- **Work to be completed**:
Return each line of the rows below that contains the string "bathroom".

- **Records provided**:
::::::::::

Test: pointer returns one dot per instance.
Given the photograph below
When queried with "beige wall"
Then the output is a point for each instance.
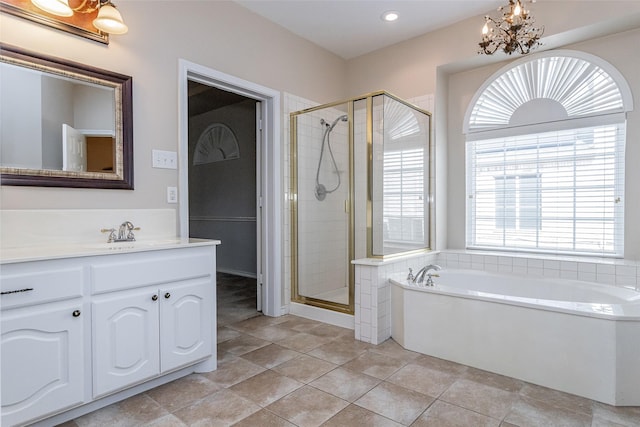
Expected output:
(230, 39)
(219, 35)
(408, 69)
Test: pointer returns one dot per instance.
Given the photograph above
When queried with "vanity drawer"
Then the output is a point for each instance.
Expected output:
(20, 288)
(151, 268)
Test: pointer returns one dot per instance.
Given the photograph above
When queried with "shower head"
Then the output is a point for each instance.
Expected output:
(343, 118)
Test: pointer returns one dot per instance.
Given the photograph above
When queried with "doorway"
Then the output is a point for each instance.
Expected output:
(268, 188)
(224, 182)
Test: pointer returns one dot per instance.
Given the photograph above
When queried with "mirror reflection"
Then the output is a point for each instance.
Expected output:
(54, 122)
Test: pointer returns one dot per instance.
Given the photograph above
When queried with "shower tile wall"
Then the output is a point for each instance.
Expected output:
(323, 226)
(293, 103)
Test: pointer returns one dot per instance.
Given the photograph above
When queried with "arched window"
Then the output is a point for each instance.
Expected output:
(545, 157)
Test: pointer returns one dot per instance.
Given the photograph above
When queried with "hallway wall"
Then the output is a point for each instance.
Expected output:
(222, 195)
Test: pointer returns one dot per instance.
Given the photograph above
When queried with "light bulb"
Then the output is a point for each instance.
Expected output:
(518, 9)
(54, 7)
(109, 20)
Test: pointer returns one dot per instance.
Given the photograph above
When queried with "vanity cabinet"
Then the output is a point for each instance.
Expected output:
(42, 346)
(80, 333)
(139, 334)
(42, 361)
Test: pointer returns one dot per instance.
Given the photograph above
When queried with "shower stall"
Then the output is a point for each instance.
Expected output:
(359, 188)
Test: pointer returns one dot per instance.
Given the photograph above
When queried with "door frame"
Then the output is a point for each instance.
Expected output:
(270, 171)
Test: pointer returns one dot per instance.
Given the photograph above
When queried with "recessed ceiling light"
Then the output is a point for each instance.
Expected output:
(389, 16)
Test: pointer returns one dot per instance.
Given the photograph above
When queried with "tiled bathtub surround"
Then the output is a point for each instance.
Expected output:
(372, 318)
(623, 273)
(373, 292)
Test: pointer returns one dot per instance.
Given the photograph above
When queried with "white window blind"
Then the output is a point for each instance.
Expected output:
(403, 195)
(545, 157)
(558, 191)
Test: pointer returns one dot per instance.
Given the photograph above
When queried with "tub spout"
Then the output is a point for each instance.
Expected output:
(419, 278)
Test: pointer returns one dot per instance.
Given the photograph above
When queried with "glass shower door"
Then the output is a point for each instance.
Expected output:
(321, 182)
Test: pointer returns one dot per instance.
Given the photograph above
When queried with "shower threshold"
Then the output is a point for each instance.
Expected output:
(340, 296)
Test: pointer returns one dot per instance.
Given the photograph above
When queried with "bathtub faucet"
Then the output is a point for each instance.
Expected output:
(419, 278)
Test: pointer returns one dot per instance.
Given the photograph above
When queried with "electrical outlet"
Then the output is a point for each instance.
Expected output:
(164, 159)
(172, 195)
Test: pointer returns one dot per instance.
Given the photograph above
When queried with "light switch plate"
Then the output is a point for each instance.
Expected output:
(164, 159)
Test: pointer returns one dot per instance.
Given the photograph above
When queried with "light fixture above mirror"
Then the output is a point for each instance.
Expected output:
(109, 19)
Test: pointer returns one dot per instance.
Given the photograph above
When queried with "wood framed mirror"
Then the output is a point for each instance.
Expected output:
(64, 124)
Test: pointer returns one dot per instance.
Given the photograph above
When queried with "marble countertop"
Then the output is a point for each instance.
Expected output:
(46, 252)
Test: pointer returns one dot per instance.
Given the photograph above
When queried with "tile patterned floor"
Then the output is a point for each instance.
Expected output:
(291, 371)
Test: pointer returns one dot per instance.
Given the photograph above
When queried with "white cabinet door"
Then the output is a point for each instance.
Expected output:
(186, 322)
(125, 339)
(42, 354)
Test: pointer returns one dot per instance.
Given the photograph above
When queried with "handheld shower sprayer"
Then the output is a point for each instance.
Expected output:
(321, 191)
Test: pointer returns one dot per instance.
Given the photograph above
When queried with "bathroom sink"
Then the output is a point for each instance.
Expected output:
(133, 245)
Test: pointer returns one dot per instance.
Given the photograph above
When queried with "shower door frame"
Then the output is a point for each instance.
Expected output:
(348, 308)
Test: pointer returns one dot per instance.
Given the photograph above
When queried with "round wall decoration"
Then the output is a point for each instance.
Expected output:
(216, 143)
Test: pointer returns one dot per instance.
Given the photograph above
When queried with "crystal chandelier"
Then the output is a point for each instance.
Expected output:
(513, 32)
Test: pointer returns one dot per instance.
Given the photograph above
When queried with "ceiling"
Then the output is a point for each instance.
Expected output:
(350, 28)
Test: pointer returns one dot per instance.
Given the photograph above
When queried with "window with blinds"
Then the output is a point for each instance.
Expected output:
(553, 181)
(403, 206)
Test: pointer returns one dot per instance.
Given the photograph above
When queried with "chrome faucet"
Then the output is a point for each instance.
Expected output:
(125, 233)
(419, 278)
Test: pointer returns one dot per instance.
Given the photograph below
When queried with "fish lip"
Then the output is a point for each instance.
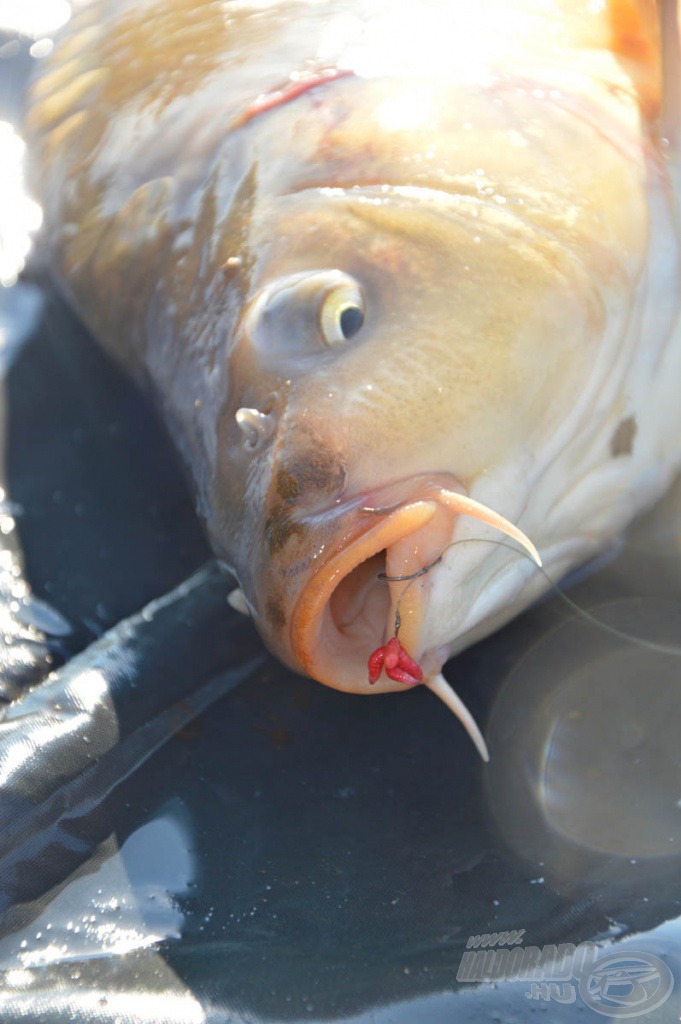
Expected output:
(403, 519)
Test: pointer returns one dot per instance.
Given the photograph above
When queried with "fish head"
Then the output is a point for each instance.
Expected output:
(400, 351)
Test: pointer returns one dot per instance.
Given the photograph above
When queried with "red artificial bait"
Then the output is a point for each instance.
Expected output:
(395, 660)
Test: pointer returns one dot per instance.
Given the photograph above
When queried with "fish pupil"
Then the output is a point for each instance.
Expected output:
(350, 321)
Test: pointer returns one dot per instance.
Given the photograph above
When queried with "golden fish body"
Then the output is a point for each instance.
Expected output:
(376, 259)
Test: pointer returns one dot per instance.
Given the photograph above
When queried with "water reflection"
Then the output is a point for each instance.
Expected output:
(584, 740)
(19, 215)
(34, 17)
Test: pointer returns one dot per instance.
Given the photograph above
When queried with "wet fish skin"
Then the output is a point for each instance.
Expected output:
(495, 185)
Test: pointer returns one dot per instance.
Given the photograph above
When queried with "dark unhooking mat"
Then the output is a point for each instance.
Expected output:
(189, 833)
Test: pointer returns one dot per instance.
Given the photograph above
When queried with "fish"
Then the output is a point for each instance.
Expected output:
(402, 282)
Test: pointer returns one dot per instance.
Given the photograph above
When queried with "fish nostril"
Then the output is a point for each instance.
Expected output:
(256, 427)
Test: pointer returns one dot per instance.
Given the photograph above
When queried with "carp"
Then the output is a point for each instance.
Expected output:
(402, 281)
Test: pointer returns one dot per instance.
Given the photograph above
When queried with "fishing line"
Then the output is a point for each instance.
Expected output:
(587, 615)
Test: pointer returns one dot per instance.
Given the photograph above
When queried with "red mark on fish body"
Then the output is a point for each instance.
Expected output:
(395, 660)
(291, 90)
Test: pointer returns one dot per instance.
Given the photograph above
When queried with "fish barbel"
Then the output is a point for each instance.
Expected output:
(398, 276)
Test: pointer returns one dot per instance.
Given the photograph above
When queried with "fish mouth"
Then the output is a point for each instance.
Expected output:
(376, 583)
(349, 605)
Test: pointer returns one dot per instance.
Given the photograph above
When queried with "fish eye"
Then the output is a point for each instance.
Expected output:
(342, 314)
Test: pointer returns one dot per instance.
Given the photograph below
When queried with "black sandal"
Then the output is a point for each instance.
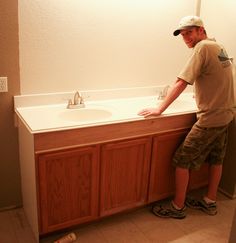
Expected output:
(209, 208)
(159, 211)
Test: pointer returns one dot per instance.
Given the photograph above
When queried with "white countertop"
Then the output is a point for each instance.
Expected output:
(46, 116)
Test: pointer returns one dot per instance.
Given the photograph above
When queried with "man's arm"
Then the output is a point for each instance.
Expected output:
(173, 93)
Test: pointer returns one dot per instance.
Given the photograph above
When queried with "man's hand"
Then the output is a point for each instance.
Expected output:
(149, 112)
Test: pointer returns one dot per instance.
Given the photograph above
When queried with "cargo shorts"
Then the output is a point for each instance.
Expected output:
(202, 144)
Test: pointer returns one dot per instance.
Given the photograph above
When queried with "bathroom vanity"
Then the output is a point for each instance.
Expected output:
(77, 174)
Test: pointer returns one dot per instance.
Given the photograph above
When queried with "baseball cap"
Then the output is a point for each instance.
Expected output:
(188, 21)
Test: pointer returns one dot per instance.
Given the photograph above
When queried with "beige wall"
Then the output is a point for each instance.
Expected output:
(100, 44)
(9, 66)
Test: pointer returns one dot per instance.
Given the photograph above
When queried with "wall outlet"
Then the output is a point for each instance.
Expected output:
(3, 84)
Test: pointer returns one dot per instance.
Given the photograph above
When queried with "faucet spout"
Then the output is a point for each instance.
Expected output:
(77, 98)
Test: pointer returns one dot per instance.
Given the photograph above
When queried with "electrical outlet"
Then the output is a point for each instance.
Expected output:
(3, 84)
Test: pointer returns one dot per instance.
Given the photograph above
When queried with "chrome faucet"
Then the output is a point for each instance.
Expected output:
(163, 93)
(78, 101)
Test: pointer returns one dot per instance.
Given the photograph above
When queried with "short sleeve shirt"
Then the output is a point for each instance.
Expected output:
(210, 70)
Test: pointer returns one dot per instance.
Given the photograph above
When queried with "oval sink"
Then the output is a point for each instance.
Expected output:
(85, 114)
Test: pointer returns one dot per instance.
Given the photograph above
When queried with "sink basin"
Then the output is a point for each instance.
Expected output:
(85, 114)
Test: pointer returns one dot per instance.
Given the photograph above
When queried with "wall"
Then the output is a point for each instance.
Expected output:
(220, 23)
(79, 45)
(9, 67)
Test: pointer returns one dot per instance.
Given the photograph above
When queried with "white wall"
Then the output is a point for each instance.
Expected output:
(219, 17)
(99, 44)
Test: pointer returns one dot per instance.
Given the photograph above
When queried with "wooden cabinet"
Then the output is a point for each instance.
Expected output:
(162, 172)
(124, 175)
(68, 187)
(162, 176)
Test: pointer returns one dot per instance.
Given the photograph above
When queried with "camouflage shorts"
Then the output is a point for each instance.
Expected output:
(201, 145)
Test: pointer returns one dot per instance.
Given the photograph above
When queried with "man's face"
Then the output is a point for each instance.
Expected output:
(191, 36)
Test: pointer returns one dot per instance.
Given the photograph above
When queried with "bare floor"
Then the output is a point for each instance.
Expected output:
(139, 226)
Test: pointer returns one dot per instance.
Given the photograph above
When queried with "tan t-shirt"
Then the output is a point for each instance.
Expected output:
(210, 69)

::::::::::

- **Task response**:
When queried with "bathroom sink"
When queried with "bathroom vanity"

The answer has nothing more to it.